- Supplied data:

○ ○ ○ ○

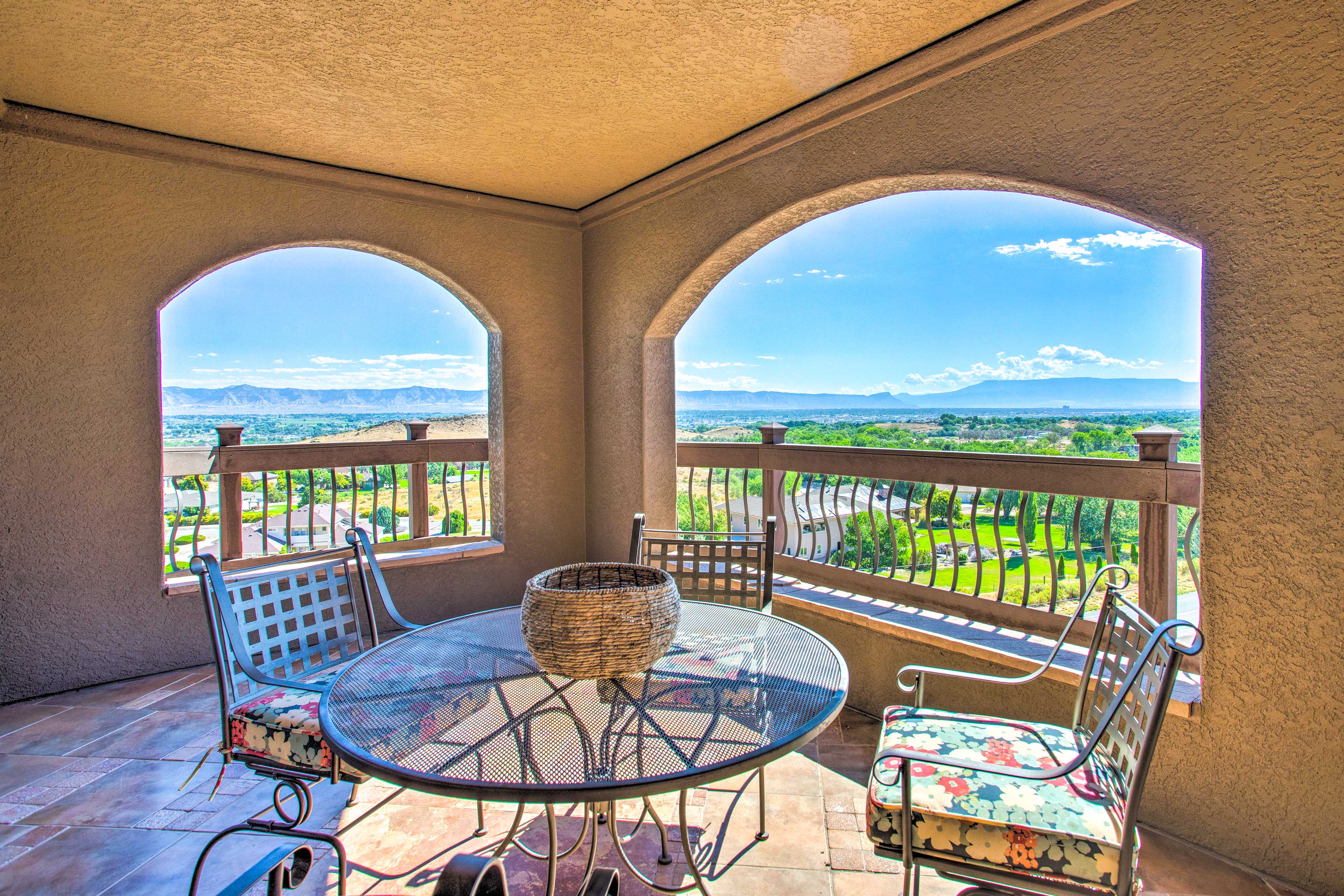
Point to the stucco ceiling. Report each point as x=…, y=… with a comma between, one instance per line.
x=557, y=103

○ ○ ○ ○

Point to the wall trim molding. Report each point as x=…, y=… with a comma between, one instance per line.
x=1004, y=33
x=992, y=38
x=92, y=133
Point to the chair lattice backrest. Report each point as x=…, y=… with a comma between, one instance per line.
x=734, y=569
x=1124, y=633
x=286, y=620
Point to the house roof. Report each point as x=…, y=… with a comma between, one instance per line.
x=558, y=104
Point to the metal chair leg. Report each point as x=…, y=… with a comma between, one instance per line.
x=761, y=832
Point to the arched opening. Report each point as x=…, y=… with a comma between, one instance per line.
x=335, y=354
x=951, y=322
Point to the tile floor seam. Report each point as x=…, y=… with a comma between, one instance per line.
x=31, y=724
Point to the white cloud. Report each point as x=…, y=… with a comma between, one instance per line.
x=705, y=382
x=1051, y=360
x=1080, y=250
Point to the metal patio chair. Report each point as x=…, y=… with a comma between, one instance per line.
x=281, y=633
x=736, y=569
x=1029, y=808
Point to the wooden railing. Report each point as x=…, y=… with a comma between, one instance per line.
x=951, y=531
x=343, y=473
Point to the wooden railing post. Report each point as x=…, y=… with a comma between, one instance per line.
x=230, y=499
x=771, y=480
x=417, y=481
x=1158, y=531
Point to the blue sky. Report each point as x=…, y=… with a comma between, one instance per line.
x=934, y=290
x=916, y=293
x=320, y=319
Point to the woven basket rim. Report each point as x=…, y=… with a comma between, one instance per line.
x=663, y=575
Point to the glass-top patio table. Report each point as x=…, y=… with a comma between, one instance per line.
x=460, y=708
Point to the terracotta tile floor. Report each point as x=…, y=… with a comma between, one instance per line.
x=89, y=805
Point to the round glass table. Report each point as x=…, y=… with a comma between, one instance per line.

○ ○ ○ ○

- Your instructions:
In the listing above, find the line with "Point to the blue" and the line with "Point to the round"; set down exactly those two lines and every line between them, nothing more.

- Output for this task:
Point to the blue sky. Report each point as x=…, y=… with a comma between, one instance per line.
x=934, y=290
x=916, y=293
x=320, y=319
Point to the woven basket rim. Report each point as x=…, y=… with a comma between, one instance per line.
x=663, y=575
Point to the glass-top patio table. Report each point as x=…, y=… with a comma between, one instance per line.
x=460, y=708
Point to the terracotta tile floor. Report each point as x=…, y=… with a comma between, one instance per line.
x=89, y=805
Point to the round glass table. Report each point as x=…, y=… with a comma between, one instance per line.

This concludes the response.